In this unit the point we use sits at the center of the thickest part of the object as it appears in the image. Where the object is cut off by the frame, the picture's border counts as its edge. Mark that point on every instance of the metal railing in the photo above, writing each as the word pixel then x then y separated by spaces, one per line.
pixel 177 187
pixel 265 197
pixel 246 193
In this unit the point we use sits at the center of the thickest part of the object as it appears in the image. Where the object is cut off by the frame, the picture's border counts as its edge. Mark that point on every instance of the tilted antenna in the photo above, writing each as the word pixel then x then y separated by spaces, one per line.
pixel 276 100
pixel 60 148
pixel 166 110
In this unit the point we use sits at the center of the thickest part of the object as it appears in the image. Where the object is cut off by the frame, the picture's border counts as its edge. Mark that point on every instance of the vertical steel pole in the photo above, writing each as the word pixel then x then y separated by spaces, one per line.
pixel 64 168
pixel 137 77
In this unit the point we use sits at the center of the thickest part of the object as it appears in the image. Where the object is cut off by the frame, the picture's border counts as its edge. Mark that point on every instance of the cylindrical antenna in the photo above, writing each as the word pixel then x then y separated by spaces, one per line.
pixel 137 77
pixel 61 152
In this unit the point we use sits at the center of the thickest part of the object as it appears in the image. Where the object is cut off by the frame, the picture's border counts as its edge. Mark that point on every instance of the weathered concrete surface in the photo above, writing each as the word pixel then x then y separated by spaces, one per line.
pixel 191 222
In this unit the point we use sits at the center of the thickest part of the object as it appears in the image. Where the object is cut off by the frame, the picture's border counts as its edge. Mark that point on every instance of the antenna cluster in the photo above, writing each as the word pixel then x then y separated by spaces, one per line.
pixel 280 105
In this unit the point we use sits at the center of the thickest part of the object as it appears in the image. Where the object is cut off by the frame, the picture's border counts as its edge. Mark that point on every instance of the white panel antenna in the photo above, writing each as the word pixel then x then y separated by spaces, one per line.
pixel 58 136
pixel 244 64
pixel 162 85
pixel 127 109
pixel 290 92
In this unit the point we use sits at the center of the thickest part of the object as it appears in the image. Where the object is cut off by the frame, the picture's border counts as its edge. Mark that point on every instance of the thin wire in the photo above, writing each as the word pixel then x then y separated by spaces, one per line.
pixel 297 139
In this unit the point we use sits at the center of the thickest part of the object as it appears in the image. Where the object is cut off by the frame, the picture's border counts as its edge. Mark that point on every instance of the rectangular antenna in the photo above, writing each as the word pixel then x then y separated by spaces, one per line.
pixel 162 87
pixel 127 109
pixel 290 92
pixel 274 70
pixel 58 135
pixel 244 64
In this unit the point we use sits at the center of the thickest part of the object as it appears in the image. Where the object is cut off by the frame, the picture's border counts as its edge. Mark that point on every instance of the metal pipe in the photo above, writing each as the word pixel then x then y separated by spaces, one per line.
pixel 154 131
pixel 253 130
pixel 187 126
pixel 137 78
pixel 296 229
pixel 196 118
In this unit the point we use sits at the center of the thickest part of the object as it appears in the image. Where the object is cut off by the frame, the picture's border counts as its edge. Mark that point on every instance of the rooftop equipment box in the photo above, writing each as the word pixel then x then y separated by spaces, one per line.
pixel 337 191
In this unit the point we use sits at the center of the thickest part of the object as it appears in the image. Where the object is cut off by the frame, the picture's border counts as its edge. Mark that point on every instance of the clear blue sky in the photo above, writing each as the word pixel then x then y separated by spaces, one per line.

AIM OF THE EXERCISE: Could you repeat every record word for word?

THE ANSWER:
In this unit the point we use sits at the center of the thickest part of the object as it appears in the image. Where the object is cut off by the frame, the picture's border counts as its edge. Mark that point on every instance of the metal railing in the photo above, writing each as the word pixel then x then y separated by spaces, one per line.
pixel 177 187
pixel 265 197
pixel 246 193
In this unit the point we use sits at the center of the thickest part of the object as it appears in the image. Where the object is cut off by the frame, the picture's border counts as its edge. Mark that point on every instance of the tilted antenna in the photo above, writing each as the word pixel then x then y separated by spaces, one per line.
pixel 276 100
pixel 60 148
pixel 166 110
In this unit the point we use sits at the center of the thickest part of the object as it appears in the image. Where the object is cut off by the frame, the picture's border counts as its edge. Mark that point on every instance of the vertical steel pole in the photo above, writing each as the word pixel then x then y separated by spaces, one per line.
pixel 64 168
pixel 137 77
In this unit the point we use sits at the center of the thickest part of the object as it appears in the image. Where the object is cut off by the frame, the picture's border counts as its edge. Mark that point on every instance of the cylindrical antenna in the photo above, writing each as the word pixel then x then y separated by spaces, one per line.
pixel 137 77
pixel 61 152
In this unit the point we use sits at the center of the thickest part of the object as it appears in the image. Where the object is cut off by the frame, the picture's border counts as its edge. Mark that point on every instance of the weathered concrete surface in the photo above, writing each as the word pixel then x then y separated by spaces, one per line.
pixel 191 222
In this unit the point we use sits at the center of the thickest part of the object as it appears in the image. Where the object is cut off by the frame, the picture's border counts as its edge. Mark that point on every instance of the antenna cluster in the photo above, writing each as the word pixel then x then y separated by spaces, one per line.
pixel 280 105
In this unit the point we use sits at the center of the thickest part of the object as it appears in the image. Where the object is cut off by the frame, the picture's border counts as its edge. Mark that point on every instance of the white panel antenna in the photo above, writing each as the word pixel then x then y separated by spaces, one per line.
pixel 58 136
pixel 244 64
pixel 162 85
pixel 127 109
pixel 290 92
In this unit the point we use sits at the center of the thickest part of the object as it appears in the image. Where the object is cut off by the frame, the picture's border counts as its edge. Mark that point on every instance of the thin wire in the photo above, writing each as the word pixel then x then y separated by spaces, one per line.
pixel 297 139
In this unit the point we use sits at the center of the thickest part of the object as it appears in the image. Where the object is cut off by the frame, the picture's border counts as its edge. Mark that point on every instance of the rectangular antenna in the photo above, writing each as the word pixel then x then y separated by spaces, one per line.
pixel 162 87
pixel 127 109
pixel 290 92
pixel 274 70
pixel 58 135
pixel 244 64
In this unit the point we use sits at the center of the thickest part of the object as it appears in the image. Where the object is cut off by the frame, the picture's border counts as its edge. Mark that point on every instance of the metal pipe in the photo above, writing each as the word pixel then x then y separated by spaces, one per line.
pixel 154 131
pixel 253 130
pixel 187 126
pixel 137 78
pixel 296 229
pixel 196 118
In this unit the point we use sits at the center of the thickest part of the object as it appears in the image. Where the object is cut off by the frame, the picture's border counts as its edge. Mark that point on every instance of the rooftop equipment box in the photo above, writing each as the word pixel then x then y separated by spaces, one per line.
pixel 337 191
In this unit the point we use sits at the center of the thickest part of the object as it appears in the image. Where the object is cut off by the frame, the picture's border counts as its edge. Mark that point on every instance of the clear blue sky in the photo above, writing each as the word pixel then x then y separated by spaces, one per line.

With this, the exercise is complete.